» **Required work**
(a) From the news report on the Karnataka High Court, copy the passage from "In the case" to "of the petitioners.".
(b) For each statement below, say yes or no according to the news report on the Karnataka High Court, quoting the words that decide it: (i) The petition was filed by four sons and a daughter-in-law of a senior citizen couple living in Bengaluru. (ii) Section 9 sets a minimum maintenance allowance of Rs 10,000 per month. (iii) The court said it would rewrite Section 9 itself.

» **Selected excerpt**
----
Karnataka High Court
Credit: DH Photo
The Karnataka High Court has asked the union government to revisit Section 9 of the Maintenance and Welfare of Parents and Senior Citizens Act, 2007, to revise the ceiling of maintenance in tune with the cost of living index.
Justice M Nagaprasanna said this while disposing of a petition filed by four sons and a daughter-in-law of a Bengaluru-based senior citizen couple.
Section 9 mandates maximum maintenance allowance, which may be ordered by the tribunal, not exceeding Rs 10,000 per month.
The court said while the Act came into force in 2007, even after several amendments, maintenance has remained at Rs 10,000.
It perused the cost inflation index as released by the Ministry of Finance and said the cost of inflation was 129 in 2007-08 and stood at 363 today.
“Thus, what one could procure for Rs 100 in 2007 requires nearly Rs 1,000 in 2025. Prices of food, shelter and medicine have climbed steeply; only the statutory cap of Rs 10,000 has remained petrified, untouched, notwithstanding the march of time,” it said.
Justice Nagaprasanna said, “Can maintenance be so meagre, achieve objectives of the Act? Can a citizen secure dignity, subsistence and medical aid within confines of Section 9 requires pondering, so to say otherwise would be to reduce the existence of those senior citizens “as mere animal existence”.
“This court cannot legislate, it cannot rewrite Section 9, yet it bears the responsibility to sensitise the government of India, that a provision which stood meaningful in 2007, now mocks its own benevolence in 2025.”
In the case at hand, petitioners — Sunil, Hemanth, Pramod and Inder, and his wife Preethi, all residents of Bengaluru — challenged the April 16, 2021, order passed by the assistant commissioner, North Division, directing payment of compensation of Rs 5 lakh to Heeralal Bohra & Nirmala Bohra, stepmother of the petitioners.
----
» **Material supplied**
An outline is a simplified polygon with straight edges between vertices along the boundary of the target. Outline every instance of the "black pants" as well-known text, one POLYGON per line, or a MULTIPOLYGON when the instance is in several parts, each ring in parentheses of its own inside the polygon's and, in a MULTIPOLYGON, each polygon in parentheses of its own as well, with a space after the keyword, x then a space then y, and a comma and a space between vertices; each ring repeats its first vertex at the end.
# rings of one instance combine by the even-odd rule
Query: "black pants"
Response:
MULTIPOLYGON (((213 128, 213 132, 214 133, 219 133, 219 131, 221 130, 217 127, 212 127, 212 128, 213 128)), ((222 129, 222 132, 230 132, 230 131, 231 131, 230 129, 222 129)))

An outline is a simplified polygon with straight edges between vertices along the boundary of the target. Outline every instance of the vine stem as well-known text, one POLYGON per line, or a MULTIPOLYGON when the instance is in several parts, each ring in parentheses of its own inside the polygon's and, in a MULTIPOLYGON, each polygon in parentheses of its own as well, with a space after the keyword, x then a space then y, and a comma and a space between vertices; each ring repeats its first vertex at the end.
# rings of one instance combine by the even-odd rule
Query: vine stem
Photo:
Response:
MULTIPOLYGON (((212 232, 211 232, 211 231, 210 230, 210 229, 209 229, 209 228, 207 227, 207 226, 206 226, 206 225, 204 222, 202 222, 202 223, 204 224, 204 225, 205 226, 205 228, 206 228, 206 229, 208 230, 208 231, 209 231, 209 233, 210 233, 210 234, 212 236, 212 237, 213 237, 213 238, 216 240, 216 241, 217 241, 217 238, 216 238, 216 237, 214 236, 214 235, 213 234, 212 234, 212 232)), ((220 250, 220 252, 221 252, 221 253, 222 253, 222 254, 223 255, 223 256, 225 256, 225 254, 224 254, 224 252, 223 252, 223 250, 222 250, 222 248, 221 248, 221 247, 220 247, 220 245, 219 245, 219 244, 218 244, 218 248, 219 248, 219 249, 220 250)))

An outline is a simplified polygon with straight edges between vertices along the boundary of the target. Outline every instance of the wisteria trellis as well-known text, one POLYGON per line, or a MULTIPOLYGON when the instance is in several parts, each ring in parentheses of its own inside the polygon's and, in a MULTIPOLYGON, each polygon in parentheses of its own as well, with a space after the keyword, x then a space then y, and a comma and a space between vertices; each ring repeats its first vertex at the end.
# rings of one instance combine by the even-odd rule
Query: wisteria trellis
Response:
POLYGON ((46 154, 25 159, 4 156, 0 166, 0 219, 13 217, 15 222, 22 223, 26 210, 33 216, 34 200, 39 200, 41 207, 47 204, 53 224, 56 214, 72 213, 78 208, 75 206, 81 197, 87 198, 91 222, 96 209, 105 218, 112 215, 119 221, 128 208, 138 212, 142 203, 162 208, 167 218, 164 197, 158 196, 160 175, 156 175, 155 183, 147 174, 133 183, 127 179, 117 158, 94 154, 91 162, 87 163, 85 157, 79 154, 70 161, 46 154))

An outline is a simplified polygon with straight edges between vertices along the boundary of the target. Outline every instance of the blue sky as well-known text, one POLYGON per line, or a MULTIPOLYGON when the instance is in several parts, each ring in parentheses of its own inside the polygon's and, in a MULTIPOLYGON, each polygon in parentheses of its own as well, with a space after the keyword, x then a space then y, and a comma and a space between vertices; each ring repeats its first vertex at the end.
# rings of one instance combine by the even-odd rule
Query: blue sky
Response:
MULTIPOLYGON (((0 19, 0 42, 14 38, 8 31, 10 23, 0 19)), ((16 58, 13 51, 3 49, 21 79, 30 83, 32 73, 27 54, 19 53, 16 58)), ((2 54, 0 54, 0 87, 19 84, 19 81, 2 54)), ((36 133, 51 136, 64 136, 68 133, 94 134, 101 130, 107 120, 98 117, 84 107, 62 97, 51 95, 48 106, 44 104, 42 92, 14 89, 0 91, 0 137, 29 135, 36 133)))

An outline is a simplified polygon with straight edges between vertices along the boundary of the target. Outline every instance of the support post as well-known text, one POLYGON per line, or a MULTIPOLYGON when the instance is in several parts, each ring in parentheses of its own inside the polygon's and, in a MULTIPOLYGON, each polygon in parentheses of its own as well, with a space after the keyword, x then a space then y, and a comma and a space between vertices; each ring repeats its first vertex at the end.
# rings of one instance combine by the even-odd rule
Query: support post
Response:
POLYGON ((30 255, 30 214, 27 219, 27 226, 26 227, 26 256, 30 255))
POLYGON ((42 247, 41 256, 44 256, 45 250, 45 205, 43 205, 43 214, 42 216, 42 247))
----
» **Answers**
(a)
In the case at hand, petitioners — Sunil, Hemanth, Pramod and Inder, and his wife Preethi, all residents of Bengaluru — challenged the April 16, 2021, order passed by the assistant commissioner, North Division, directing payment of compensation of Rs 5 lakh to Heeralal Bohra & Nirmala Bohra, stepmother of the petitioners.

(b)
(i) Yes: "filed by four sons and a daughter-in-law of a Bengaluru-based senior citizen couple"
(ii) No: "Section 9 mandates maximum maintenance allowance, which may be ordered by the tribunal, not exceeding Rs 10,000 per month"
(iii) No: "This court cannot legislate, it cannot rewrite Section 9"